## Quoted text

◇ ◇ ◇

2. The Father's way -- the exemplification of a
farseeing ideal of creature life visualized by the
high personalities of the Paradise administration of
the universe of universes.
136:4.7
It was thus made clear to Jesus that there were two
ways in which he could order the remainder of his
earth life. Each of these ways had something to be
said in its favor as it might be regarded in the
light of the immediate situation. The Son of Man
clearly saw that his choice between these two modes
of conduct would have nothing to do with his
reception of universe sovereignty; that was a matter
already settled and sealed on the records of the
universe of universes and only awaited his demand in
person. But it was indicated to Jesus that it would
afford his Paradise brother, Immanuel, great
satisfaction if he, Jesus, should see fit to finish
up his earth career of incarnation as he had so
nobly begun it, always subject to the Father's will.
On the third day of this isolation Jesus promised
himself he would go back to the world to finish his
earth career, and that in a situation involving any
two ways he would always choose the Father's will.
And he lived out the remainder of his earth life
always true to that resolve. Even to the bitter end
he invariably subordinated his sovereign will to
that of his heavenly Father.
136:4.8
The forty days in the mountain wilderness were not a
period of great temptation but rather the period of
the Master's
great decisions. During these days of lone
communion with himself and his Father's immediate
presence -- the Personalized Adjuster (he no longer
had a personal seraphic guardian) -- he arrived, one
by one, at the great decisions which were to control
his policies and conduct for the remainder of his
earth career. Subsequently the tradition of a great
temptation became attached to this period of
isolation through confusion with the fragmentary
narratives of the Mount Hermon struggles, and
further because it was the custom to have all great
prophets and human leaders begin their public
careers by undergoing these supposed seasons of
fasting and prayer. It had always been Jesus'
practice, when facing any new or serious decisions,
to withdraw for communion with his own spirit that
he might seek to know the will of God.
136:4.9
In all this planning for the remainder of his earth
life, Jesus was always torn in his human heart by
two opposing courses of conduct:
136:4.10
1. He entertained a strong desire to win his people
-- and the whole world -- to believe in him and to
accept his new spiritual kingdom. And he well knew
their ideas concerning the coming Messiah.

◇ ◇ ◇

## Stored records

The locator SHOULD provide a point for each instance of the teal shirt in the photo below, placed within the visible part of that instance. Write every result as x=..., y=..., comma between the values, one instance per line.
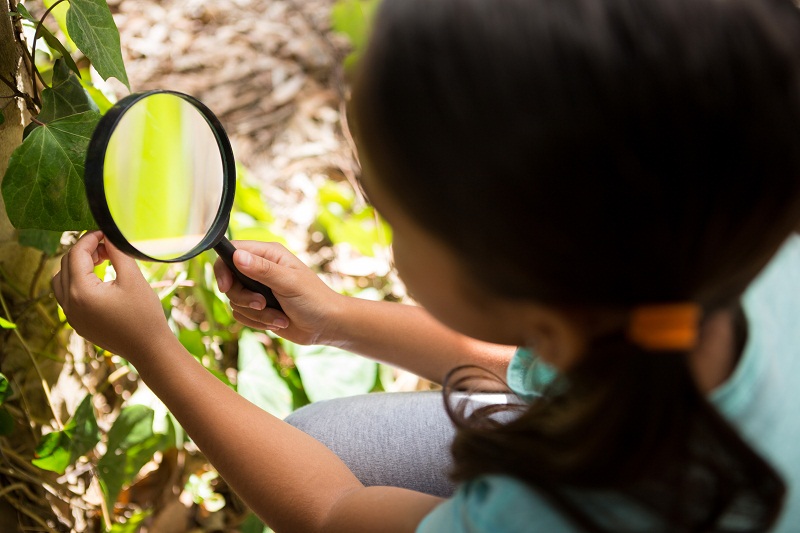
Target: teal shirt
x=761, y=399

◇ ◇ ◇

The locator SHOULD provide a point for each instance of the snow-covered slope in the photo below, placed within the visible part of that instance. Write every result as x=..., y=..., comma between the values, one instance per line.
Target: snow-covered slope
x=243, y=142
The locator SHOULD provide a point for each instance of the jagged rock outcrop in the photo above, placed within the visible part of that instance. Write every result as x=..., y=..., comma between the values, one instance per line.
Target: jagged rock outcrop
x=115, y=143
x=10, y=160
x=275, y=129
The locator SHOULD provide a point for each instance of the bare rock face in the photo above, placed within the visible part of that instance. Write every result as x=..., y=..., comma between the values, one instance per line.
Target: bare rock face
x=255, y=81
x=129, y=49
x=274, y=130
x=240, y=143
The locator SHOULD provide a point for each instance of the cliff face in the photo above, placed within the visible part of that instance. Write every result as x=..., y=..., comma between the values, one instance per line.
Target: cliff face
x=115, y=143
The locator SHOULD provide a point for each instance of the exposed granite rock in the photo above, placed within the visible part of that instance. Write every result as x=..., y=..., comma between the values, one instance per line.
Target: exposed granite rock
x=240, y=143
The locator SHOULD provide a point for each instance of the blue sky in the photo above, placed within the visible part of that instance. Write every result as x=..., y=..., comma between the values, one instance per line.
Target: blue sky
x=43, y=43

◇ ◇ ◇

## Directions
- A) Answer these questions about the passage on Jesus's forty days in the wilderness:
(i) Who is named as Jesus's Paradise brother?
(ii) On which day of the isolation did Jesus promise himself he would go back to the world?
(iii) What did Jesus no longer have during those days?
- B) In the passage on Jesus's forty days in the wilderness, take the part that opens with the words containing "On the third" and closes with "choose the Father's will.". Write it out again with "third" changed to "second".

## Answers for the exercise
- A)
(i) Immanuel.
(ii) The third day.
(iii) A personal seraphic guardian.

- B)
On the second day of this isolation Jesus promised
himself he would go back to the world to finish his
earth career, and that in a situation involving any
two ways he would always choose the Father's will.